There is an ironic tension
between these images of sterility, barrenness, and the usual images of
plenty associated with farming, the amber fields of grain, the cornucopia of
harvest time, the fruited plain. The San Joaquin Valley is an area of
massive agricultural production, supplying the produce sections of countless
grocery stores, where heads of lettuce, grapes, onions, are handled so
casually, carelessly, by the blind consumer who never sees, who won’t see,
what’s at the center, unheeded, propping up our lives of plentiful ease. The
very people who work the land are robbed of their connection to the land.
Their work is meaningless; the cycle of planting, tending and harvesting is
rendered senseless, a killing futile drudgery, to these workers for whom
“harvest” translates as “lay-off.”
Not much space is allotted
here for Stars, a single five-line stanza:
At dusk the first stars
appear.
Not one eager finger points toward them.
A little later the stars spread with the night
And an orange moon rises
To lead them, like a shepherd, toward dawn.
The workers are too tired and discouraged to take time
to notice the stars. This is not the leisure class. These stars are
shepherded “toward dawn” by an “orange moon,” a harvest moon perhaps, a time
of hard labor, and the note of hope rings false, empty, because the workers
will not experience this new beginning; for them the cycle has lost its
meaning.
In Sun it is June,
spring, a hopeful time. The sun is “a bonnet of light.” It seems gentle
here, “Coming up / Little by little / From behind a skyline of pine,”
the last line waxing lyrical with its internal rhyme and assonance. These
are romantic pastoral images, swaying “fiddleneck / Tassels of foxtail,” a
man and woman fish “on the river’s edge.” But the name of the place where
they fish is “Piedra,” stone, an image of hard sterility, and the stanza
takes a turn away from the romantic, downward, as the “cows climb down” to
avoid the rising heat, and ends with the foreboding image of a cloud of
“blond locusts, / Returning to the valley.” The word “returning” implies a
cycle. It is June, planting time. The couple by the river is idle, fishing
out of necessity rather than for sport. But they will not be idle long; it
is time to return to the fields. Locusts are traditionally devourers,
destroyers. These “blond locusts” could be the owners, the growers,
affluent white vacationers, the consumer in the produce section. They are
the hungry spirit of capitalistic venture. The locusts as destroyers could
also be read as a metaphor for the massive appropriation of land and
resulting displacement or, slaughter of its original inhabitants by
Europeans. The San Joaquin Valley, was a part of Mexico after all.

Data shown:
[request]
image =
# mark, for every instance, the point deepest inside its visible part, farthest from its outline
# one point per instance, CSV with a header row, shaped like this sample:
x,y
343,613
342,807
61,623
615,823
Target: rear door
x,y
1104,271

--

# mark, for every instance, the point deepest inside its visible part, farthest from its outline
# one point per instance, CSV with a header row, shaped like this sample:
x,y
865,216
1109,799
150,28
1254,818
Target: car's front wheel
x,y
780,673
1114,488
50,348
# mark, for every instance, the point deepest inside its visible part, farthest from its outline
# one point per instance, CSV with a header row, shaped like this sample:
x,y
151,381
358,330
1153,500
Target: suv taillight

Exercise A: Mark each statement yes or no according to whether it agrees with the poetry commentary, and quote the words of the commentary that settle it. (i) In Sun, the month is June. (ii) The couple by the river fishes for sport. (iii) The workers take time to notice the stars.
Exercise B: Please return the passage of the poetry commentary starting with "Their work is" and going on through "points toward them.".

Complete answer A:
(i) Yes: "In Sun it is June,"
(ii) No: "fishing out of necessity rather than for sport."
(iii) No: "The workers are too tired and discouraged to take time to notice the stars."

Complete answer B:
Their work is meaningless; the cycle of planting, tending and harvesting is
rendered senseless, a killing futile drudgery, to these workers for whom
“harvest” translates as “lay-off.”
Not much space is allotted
here for Stars, a single five-line stanza:
At dusk the first stars
appear.
Not one eager finger points toward them.